* _What needs to be done_: Reproduce each of the following lines verbatim, from the first to the last.

* _Provided records_:
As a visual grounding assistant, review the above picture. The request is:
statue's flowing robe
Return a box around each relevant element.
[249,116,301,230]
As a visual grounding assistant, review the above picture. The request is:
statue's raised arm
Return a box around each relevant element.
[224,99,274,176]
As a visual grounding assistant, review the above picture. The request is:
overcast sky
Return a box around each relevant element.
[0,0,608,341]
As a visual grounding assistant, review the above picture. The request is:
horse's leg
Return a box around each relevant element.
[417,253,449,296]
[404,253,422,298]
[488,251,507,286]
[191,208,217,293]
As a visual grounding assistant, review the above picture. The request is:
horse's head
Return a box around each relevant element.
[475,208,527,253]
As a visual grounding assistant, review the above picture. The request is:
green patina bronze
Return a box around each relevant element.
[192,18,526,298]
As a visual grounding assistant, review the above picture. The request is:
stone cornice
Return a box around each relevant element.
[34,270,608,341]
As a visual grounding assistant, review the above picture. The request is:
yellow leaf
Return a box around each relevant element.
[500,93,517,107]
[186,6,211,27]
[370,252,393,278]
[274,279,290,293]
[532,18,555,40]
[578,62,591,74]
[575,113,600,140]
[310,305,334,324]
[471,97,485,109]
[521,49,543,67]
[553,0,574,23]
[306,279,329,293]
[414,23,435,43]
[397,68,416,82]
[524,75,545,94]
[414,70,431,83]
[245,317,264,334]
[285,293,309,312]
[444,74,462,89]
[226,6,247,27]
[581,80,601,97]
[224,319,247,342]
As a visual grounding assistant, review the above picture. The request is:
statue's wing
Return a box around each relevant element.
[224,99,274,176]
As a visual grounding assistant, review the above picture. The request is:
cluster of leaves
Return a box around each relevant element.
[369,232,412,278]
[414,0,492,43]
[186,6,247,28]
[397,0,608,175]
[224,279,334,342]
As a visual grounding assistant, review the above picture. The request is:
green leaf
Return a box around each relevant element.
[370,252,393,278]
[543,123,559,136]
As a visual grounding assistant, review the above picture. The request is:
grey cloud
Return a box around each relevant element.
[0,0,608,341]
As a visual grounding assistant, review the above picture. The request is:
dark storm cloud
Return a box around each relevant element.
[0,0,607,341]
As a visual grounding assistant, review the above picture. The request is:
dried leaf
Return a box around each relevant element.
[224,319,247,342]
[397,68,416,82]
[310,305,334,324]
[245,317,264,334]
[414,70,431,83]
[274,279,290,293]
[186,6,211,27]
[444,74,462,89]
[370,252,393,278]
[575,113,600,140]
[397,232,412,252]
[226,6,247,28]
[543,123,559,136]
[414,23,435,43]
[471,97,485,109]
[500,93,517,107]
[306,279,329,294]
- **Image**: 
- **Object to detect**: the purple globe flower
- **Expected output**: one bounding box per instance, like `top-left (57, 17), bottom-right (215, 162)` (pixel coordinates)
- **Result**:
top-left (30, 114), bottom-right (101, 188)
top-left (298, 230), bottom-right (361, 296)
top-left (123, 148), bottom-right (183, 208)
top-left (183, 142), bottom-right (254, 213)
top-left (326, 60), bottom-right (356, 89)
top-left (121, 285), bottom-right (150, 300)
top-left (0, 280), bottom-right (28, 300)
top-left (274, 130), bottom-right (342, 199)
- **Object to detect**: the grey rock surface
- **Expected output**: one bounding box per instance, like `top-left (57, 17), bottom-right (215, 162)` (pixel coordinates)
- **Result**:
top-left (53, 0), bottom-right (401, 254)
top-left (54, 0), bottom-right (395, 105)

* _Expected output_:
As a visual grounding assistant, review the above picture. The request is:
statue's flowing robe
Return a box around each relevant element.
[249,116,301,230]
As a visual grounding assistant, review the above picture. The request is:
statue's raised arm
Return a box around each relevant element.
[224,99,274,176]
As a visual grounding assistant, review the above picture. The request is:
overcast sky
Return a box around each relevant element.
[0,0,608,341]
As a visual grounding assistant, review the above picture. The request is:
horse's leg
Return a box around each relevant element.
[417,253,449,296]
[404,253,422,298]
[488,251,507,286]
[191,208,217,293]
As a visual grounding assistant, review the above picture. The request is:
horse's head
Return a box around each relevant element.
[475,208,527,253]
As a visual grounding assistant, review the above picture. The request is:
green patina bronze
Return a box around each relevant element.
[192,18,526,298]
As a visual grounding assistant, review the above picture. The request is:
stone cornice
Return a box around each relevant element.
[34,270,608,341]
As a visual grounding assistant, review the above picture. The request is:
yellow leaf
Return a box around each relevant element.
[500,93,517,107]
[186,6,211,27]
[370,252,393,278]
[274,279,290,293]
[532,18,555,40]
[578,62,591,74]
[575,113,600,140]
[310,305,334,324]
[471,97,485,109]
[521,49,543,67]
[553,0,574,23]
[306,279,329,293]
[414,23,435,43]
[397,68,416,82]
[524,75,545,94]
[414,70,431,83]
[245,317,264,334]
[285,293,309,312]
[444,74,462,89]
[226,6,247,27]
[581,80,601,97]
[224,319,247,342]
As a visual grounding assistant, review the above picture. The request is:
statue's wing
Return a box around each relevant element.
[224,99,274,176]
As a visual grounding assistant, review the above picture. The request is:
cluster of leaves
Return a box around each relevant element.
[369,232,412,278]
[414,0,492,43]
[186,6,247,28]
[397,0,608,175]
[224,279,334,342]
As a visual grounding assistant, review the above picture. The request is:
green leaf
Return a box around each relevant element.
[370,252,393,278]
[543,123,559,136]
As a visual grounding assistant, review the above picture. The request is:
grey cloud
Return a box around each relevant element.
[0,0,608,341]
As a visual grounding assistant, review the above picture. The request is:
dark storm cloud
Return a box around each relevant element.
[0,0,607,341]
As a visual grounding assistant, review the above picture. The request is:
dried leaf
Return a box around each relevant element.
[224,319,247,342]
[397,68,416,82]
[310,305,334,324]
[245,317,264,334]
[414,70,431,83]
[274,279,290,293]
[186,6,211,27]
[444,74,462,89]
[370,252,393,278]
[575,113,600,140]
[397,232,412,252]
[226,6,247,28]
[543,123,559,136]
[414,23,435,43]
[471,97,485,109]
[500,93,517,107]
[306,279,329,294]
- **Image**: 
- **Object to detect**: the purple globe flower
- **Expected output**: one bounding box per instance, like `top-left (57, 17), bottom-right (215, 162)` (pixel coordinates)
- **Result**:
top-left (30, 114), bottom-right (101, 188)
top-left (298, 230), bottom-right (361, 296)
top-left (123, 148), bottom-right (183, 208)
top-left (183, 142), bottom-right (254, 213)
top-left (326, 60), bottom-right (356, 89)
top-left (121, 285), bottom-right (150, 300)
top-left (0, 280), bottom-right (28, 300)
top-left (274, 130), bottom-right (342, 199)
- **Object to detect**: the grey rock surface
- **Expected output**: one bounding box per instance, like `top-left (57, 17), bottom-right (215, 162)` (pixel coordinates)
- **Result**:
top-left (53, 0), bottom-right (401, 254)
top-left (54, 0), bottom-right (395, 105)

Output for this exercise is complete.